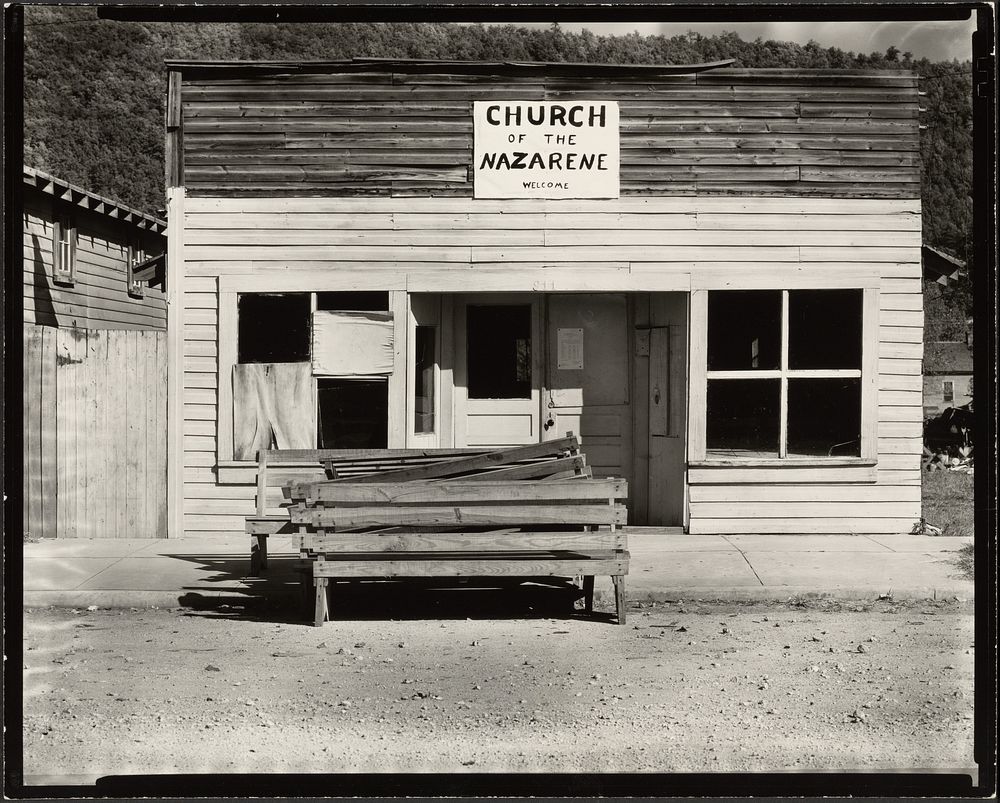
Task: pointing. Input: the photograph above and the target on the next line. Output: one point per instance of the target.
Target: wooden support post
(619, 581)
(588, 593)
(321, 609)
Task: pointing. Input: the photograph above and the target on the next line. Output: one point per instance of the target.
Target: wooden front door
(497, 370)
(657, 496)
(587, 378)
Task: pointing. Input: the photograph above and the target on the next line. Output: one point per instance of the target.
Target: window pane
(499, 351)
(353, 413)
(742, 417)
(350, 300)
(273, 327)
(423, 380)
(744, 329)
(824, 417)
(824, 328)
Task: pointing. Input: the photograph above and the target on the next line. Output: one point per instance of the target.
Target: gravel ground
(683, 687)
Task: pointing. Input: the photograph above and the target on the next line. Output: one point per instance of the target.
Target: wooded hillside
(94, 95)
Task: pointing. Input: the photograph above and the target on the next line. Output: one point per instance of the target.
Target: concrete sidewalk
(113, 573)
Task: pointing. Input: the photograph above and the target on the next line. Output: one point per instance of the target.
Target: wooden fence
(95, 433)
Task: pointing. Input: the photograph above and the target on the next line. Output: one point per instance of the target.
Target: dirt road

● ● ● ● ● ● ●

- Short exercise:
All of the data above should be transcribed verbatim, with pictures omitted.

- Reply:
Task: pointing. Input: the photograph above and the target on the next line. Output: one point per instance of the target.
Target: wooden support post
(619, 581)
(588, 593)
(321, 609)
Task: pointing. Input: the photograph above and the target on the next line. Output: one point per instance of the target.
Target: wooden front door
(497, 370)
(657, 496)
(587, 378)
Task: pointing. Input: the photograph above and the target on the next line. Output: one point per instance of the target.
Target: window pane
(499, 351)
(353, 413)
(742, 417)
(350, 300)
(273, 327)
(423, 380)
(744, 329)
(824, 417)
(824, 328)
Task: pointing. Input: the photograph above and the target on the next line. Output: one point per instance of the target.
Target: gravel ground
(683, 687)
Task: pointing. Input: the photograph above and the target on the next line. Output: one point per instance of the target.
Target: wooded hillside
(94, 95)
Task: pointing. Input: the photograph above and the target on the next line. Output: one point per instance of the target.
Target: concrete sidewalk
(113, 573)
Task: pointing. Input: the photograph above and the target on the next line. Output: one point per instance of the target.
Target: wooden fence
(95, 433)
Task: pointing. Input: the photograph above and the target on the next line. Output: one point per instance of the target.
Target: dirt road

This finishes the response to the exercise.